Report every line below that contains the string "blade" by copying each such line in full. Case counts.
=-=-=
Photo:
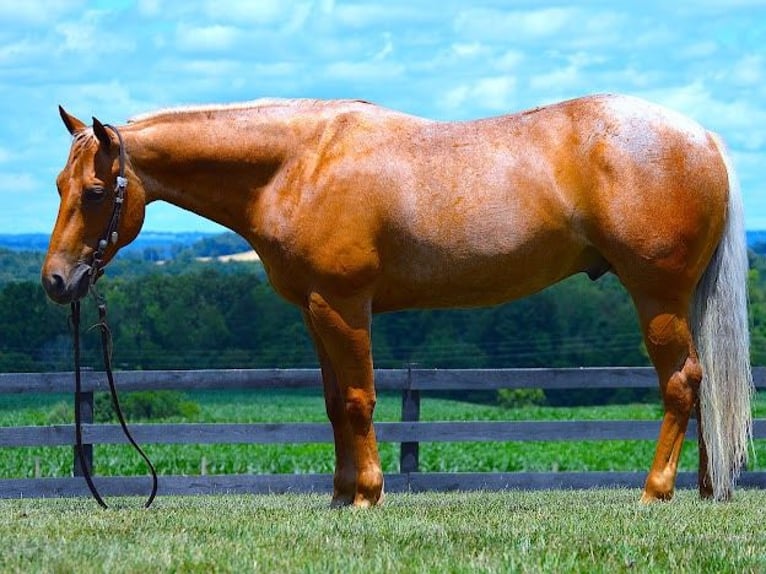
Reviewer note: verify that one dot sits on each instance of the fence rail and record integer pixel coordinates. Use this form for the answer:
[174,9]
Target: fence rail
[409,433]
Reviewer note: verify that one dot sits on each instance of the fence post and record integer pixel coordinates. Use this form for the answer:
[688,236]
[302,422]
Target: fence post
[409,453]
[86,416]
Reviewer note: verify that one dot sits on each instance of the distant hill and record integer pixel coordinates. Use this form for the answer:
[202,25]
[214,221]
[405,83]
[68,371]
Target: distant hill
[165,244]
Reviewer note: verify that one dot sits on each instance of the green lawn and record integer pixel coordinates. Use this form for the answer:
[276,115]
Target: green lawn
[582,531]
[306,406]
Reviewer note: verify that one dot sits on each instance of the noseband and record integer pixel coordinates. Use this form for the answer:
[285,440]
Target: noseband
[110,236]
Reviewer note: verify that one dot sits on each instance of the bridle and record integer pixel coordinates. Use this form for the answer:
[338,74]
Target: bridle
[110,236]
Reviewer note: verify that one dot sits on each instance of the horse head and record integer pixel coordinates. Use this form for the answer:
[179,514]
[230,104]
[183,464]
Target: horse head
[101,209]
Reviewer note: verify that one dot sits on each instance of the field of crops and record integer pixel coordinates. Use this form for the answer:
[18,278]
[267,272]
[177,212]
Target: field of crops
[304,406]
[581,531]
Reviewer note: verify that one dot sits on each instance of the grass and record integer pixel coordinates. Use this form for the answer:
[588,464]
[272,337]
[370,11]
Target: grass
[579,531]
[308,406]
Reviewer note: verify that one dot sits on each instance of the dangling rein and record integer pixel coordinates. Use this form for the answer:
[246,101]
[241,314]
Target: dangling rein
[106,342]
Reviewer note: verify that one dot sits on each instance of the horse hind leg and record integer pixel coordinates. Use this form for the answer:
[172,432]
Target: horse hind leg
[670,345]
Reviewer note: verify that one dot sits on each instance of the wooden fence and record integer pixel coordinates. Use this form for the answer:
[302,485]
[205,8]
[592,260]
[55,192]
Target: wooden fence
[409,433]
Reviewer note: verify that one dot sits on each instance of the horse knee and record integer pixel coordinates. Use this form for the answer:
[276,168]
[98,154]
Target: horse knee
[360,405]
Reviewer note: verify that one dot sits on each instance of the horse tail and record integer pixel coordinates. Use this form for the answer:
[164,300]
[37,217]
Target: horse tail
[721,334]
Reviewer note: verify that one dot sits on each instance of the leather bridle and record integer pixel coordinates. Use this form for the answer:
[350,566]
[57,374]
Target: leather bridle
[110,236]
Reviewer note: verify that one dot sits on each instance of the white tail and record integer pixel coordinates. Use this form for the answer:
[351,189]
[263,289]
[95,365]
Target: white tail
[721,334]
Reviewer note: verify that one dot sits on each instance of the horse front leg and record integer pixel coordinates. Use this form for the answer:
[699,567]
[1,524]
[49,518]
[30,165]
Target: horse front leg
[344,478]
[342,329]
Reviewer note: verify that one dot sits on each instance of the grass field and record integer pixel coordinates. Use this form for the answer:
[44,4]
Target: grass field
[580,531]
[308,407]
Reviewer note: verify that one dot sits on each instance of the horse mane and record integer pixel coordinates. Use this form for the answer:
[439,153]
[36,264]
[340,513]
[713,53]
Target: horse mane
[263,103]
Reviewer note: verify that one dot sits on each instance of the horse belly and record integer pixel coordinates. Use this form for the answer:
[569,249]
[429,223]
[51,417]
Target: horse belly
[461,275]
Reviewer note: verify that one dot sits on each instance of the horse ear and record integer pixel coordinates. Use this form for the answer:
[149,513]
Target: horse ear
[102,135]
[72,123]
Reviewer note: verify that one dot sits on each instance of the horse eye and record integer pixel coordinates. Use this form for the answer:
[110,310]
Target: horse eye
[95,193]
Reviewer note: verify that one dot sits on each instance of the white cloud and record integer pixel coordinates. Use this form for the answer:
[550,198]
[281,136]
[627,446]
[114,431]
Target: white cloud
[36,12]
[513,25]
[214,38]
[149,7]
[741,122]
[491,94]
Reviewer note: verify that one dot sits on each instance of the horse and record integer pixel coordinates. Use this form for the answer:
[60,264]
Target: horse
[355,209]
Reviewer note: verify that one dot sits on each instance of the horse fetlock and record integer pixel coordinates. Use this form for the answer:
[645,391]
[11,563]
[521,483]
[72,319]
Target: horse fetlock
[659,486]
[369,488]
=-=-=
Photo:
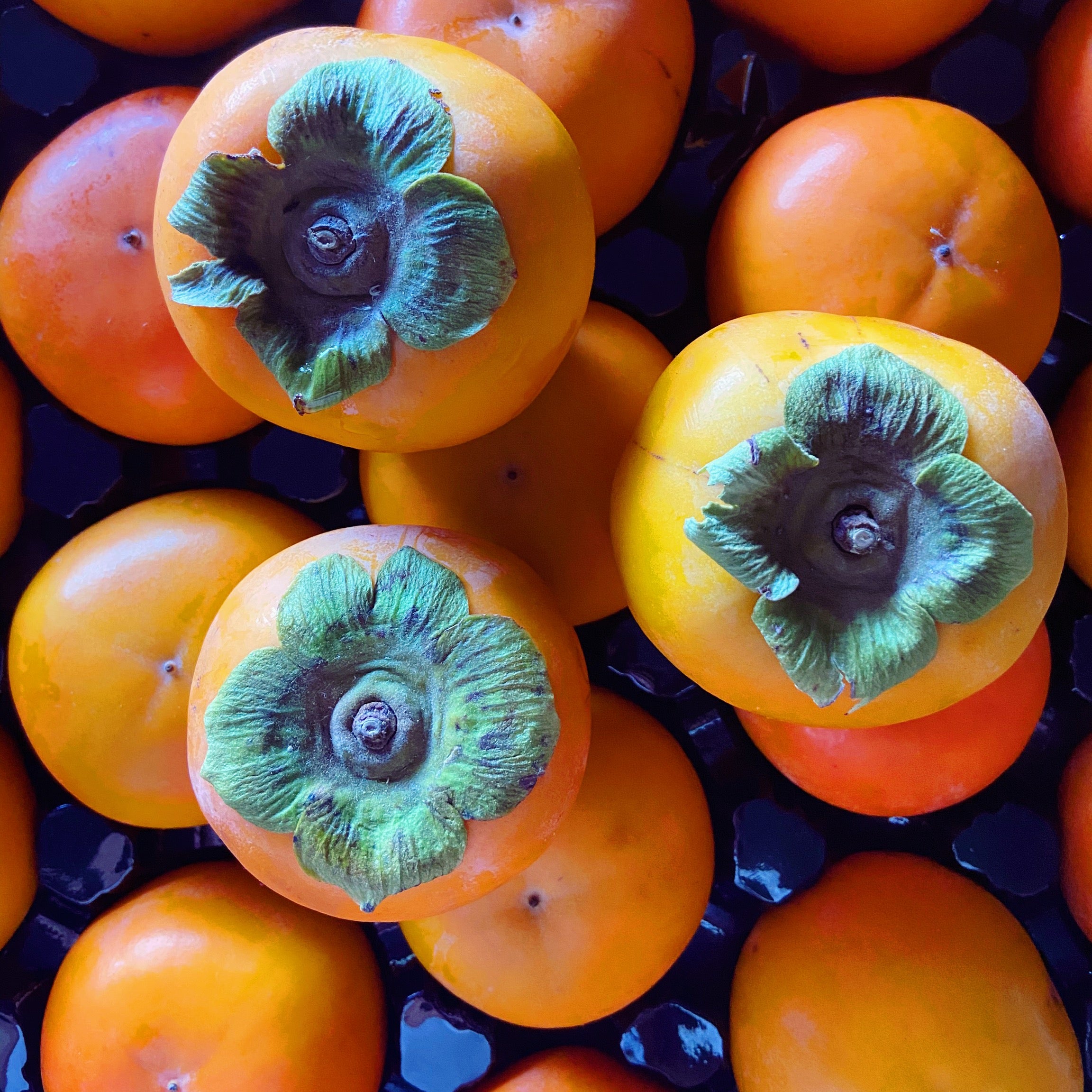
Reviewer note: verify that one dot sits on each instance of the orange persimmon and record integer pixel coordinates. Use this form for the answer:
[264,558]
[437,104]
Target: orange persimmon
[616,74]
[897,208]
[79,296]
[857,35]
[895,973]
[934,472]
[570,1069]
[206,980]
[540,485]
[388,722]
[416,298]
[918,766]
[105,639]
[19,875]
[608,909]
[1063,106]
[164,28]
=-=-=
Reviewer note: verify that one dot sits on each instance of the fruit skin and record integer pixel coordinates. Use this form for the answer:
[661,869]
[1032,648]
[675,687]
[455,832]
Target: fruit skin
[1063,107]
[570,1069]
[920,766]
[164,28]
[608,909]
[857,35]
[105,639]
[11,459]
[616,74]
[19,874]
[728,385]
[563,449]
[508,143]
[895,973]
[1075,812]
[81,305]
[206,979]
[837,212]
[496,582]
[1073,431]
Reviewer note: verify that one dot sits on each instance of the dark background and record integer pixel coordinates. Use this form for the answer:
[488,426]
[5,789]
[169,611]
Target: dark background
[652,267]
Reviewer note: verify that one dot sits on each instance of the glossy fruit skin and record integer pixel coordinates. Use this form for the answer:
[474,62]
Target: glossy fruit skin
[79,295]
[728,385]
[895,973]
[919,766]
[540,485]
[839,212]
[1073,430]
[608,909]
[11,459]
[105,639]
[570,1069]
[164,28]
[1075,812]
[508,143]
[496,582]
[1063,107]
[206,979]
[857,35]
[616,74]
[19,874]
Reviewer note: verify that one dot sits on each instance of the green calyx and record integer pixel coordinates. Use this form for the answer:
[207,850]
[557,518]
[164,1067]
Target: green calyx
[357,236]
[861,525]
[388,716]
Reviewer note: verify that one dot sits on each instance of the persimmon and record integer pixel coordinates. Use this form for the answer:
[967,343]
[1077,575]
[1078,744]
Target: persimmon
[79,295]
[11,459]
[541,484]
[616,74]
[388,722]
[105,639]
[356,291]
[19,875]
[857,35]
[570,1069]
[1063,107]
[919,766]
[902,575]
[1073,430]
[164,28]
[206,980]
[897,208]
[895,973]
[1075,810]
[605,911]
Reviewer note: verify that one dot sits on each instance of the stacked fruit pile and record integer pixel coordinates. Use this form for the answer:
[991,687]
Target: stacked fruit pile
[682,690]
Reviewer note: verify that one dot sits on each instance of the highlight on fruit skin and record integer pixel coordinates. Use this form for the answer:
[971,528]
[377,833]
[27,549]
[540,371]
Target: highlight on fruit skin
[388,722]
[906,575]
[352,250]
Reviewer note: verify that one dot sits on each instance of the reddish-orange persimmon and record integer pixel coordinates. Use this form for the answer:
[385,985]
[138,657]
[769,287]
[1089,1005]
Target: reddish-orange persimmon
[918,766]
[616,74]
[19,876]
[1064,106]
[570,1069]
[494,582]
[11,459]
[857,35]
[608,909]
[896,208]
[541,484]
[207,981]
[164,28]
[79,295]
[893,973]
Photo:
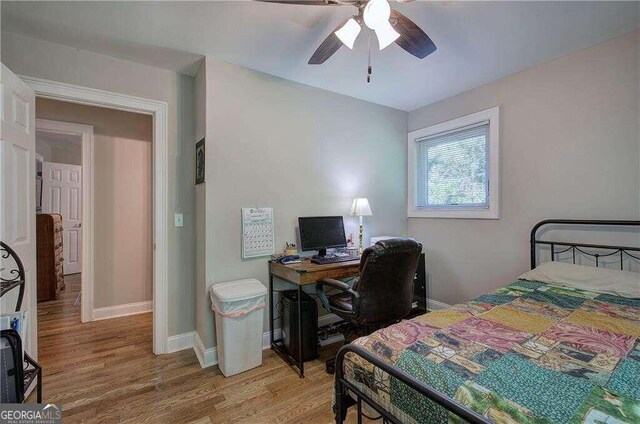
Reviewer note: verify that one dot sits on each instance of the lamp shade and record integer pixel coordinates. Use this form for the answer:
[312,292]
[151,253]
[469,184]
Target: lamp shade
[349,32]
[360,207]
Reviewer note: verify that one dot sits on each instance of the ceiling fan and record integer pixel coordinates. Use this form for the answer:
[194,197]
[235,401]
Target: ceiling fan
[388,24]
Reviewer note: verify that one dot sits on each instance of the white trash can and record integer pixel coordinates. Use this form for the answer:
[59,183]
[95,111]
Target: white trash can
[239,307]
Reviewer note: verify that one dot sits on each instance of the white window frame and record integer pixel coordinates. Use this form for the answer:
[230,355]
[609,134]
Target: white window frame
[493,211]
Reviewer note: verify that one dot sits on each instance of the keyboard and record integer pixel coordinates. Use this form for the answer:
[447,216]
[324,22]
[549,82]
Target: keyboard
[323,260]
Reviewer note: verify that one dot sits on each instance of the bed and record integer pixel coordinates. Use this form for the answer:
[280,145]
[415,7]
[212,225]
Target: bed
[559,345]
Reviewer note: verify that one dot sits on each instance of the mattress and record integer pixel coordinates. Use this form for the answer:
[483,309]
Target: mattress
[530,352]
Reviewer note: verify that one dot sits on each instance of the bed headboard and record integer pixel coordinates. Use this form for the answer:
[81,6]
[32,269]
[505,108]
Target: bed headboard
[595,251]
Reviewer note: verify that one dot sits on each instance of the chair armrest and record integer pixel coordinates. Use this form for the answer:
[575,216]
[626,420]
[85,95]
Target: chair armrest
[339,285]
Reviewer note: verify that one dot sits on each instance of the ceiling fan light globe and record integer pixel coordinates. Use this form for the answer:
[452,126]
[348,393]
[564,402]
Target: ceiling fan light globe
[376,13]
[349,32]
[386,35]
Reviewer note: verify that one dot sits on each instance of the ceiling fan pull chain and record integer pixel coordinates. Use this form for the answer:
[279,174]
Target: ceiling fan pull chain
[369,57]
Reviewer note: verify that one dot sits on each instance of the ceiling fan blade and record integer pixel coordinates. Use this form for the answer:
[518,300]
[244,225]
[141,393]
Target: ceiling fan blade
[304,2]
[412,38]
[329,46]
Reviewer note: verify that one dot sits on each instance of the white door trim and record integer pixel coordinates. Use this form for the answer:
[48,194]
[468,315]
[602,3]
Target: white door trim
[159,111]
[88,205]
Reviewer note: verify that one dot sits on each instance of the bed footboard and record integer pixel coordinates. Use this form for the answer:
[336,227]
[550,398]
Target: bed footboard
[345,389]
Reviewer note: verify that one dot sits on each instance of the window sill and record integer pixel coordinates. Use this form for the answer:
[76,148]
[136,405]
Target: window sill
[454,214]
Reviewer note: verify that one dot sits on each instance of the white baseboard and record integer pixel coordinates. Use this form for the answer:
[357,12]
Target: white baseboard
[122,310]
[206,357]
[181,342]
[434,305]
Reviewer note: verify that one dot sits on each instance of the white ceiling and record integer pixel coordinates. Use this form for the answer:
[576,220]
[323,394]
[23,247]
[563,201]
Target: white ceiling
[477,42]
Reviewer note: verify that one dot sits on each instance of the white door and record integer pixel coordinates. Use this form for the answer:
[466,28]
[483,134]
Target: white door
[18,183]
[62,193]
=-=-=
= EXERCISE ANSWER =
Reviewer note: verify that one dot sits on each instance of the ceiling fan blade and record integer pixel coordinates. Use this form for the answer:
Target: ceiling fan blade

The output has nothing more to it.